Copy the material below, changing every "place a dot" to "put a mark" and leaving everything else as it stands.

________

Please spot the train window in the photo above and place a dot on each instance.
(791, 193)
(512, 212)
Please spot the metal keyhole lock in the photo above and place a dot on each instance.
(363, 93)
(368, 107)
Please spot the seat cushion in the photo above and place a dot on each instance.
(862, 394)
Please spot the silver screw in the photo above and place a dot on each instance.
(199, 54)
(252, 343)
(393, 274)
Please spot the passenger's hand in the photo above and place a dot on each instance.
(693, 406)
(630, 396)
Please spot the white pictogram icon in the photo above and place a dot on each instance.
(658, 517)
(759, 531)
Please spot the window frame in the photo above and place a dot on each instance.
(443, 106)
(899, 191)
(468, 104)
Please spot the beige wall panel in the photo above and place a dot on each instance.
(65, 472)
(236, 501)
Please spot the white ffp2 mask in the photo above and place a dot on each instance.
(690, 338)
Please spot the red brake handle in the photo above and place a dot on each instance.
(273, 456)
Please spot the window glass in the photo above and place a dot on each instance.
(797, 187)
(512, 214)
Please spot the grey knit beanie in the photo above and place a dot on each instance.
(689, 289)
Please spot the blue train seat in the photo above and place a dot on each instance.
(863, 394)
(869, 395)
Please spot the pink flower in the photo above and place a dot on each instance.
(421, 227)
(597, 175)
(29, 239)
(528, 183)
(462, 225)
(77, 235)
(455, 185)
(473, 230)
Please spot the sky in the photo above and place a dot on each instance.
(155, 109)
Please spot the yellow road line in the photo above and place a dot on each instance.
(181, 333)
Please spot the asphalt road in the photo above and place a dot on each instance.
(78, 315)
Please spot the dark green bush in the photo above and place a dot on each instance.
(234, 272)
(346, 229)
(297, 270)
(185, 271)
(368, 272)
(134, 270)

________

▶ _SOLUTION TO THIS PROBLEM_:
Please spot the train window in the photo above and put a mark on each instance.
(791, 193)
(512, 212)
Please spot the metal keyhole lock in the photo above and put a mark on each instance.
(363, 93)
(368, 107)
Please spot the seat cushion in the photo above and put a mark on each instance.
(862, 394)
Please spot the silver screw in the photo above and put a mark on each instance.
(199, 54)
(252, 343)
(393, 274)
Please spot the passenger's hand in the photo above and put a mark on each instance.
(693, 406)
(630, 396)
Please spot the white pictogram icon in the photo above and put a mark on each instance.
(658, 517)
(759, 531)
Please spot the window frame in the photo above and put a mark on each instance.
(443, 106)
(899, 191)
(468, 104)
Please spot the beige wall panel in the photo above and put a mark on each instance.
(65, 472)
(236, 501)
Please spot the white ffp2 mask in the photo above and put a mark on each instance.
(690, 338)
Please spot the red brake handle in the photo above and put a mark on each instance.
(273, 456)
Please spot the window glass in the photo above and put a mark on each instance.
(797, 187)
(512, 214)
Please spot the grey knit beanie in the photo above and put a mark on each instance.
(689, 289)
Please spot the blue train seat in the photo above and put a mark on each instance.
(863, 394)
(869, 395)
Please spot the pink flower in the photo above and put a mark on each instance.
(421, 227)
(597, 175)
(29, 239)
(528, 183)
(462, 225)
(77, 235)
(455, 185)
(473, 230)
Please spot the sky in the photo above and put a mark on each instance.
(155, 109)
Please spot the yellow road line in the photo above and put a mark on each instance.
(181, 333)
Please spot the asphalt road in the photo above and put a mark on each instance.
(78, 315)
Please spot the dark green bush in the photo above and put a mark on each instance.
(234, 272)
(346, 229)
(297, 270)
(185, 271)
(368, 272)
(134, 270)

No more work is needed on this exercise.